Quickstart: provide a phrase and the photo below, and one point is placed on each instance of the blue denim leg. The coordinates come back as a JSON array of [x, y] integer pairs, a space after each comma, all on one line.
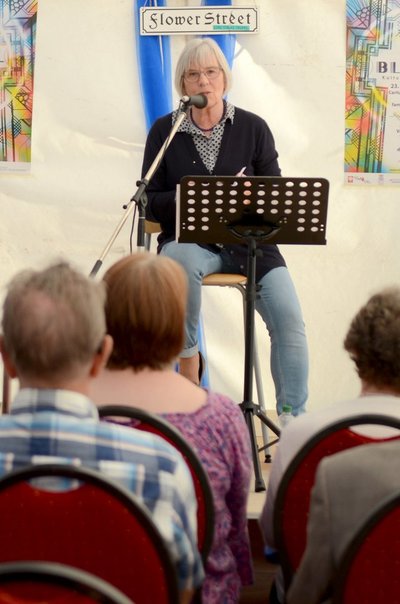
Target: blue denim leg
[[279, 307], [197, 263]]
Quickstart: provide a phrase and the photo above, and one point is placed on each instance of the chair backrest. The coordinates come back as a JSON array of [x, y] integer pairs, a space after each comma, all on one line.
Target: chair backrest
[[294, 492], [149, 422], [38, 582], [94, 524], [369, 569]]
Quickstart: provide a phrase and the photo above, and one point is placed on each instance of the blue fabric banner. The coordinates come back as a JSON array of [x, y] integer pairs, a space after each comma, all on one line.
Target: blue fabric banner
[[154, 63]]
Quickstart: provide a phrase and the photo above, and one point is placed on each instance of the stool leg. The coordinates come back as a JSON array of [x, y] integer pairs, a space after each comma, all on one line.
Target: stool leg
[[261, 400], [257, 374]]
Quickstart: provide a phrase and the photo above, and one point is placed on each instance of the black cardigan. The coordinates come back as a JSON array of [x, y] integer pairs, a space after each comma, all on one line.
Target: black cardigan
[[247, 141]]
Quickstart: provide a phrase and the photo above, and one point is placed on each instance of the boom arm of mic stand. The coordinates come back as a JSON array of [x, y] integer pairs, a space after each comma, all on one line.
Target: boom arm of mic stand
[[139, 196]]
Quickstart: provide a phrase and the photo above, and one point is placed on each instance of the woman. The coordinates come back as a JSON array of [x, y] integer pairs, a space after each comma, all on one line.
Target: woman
[[221, 139], [145, 313]]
☆ ☆ ☆ ☆ ☆ ☆ ☆
◆ Assignment
Your answer must consist solely of the lines from the one containing "Target: blue fabric banner" through the last line of the entries, reproduced exactly.

◆ Exercise output
Target: blue fabric banner
[[154, 63]]
Quickstart: provide a phrase and the photo above, and one point is placed on each instance of the stool leg. The coordinates come back as a JSON array of [x, y] integer pairs, a space after each comma, all on one line.
Target: stool leg
[[261, 400], [257, 374]]
Quickstart: provide a phrase and the photo above, and one point is placed on each instance of the black cardigan. The coordinates come back as a JSON array of [x, y] integer pairs, a space after each comma, all on one line.
Target: black cardigan
[[247, 141]]
Quickstart: provide a phrase and the photo above, and one point is placed on each instance of the boom arm of mic stand. The coordinates come back as a JSON array of [x, y] integer pairs, a space after each comma, all on one line.
Target: boom arm of mic stand
[[139, 196]]
Quickstart: provide a phrase and the photo above, and one point is placed on each instance of the woman. The coordinates come back as a JSON array of [x, y] integer pairs, a space after each comma, all on one line.
Target: woman
[[221, 139], [145, 313]]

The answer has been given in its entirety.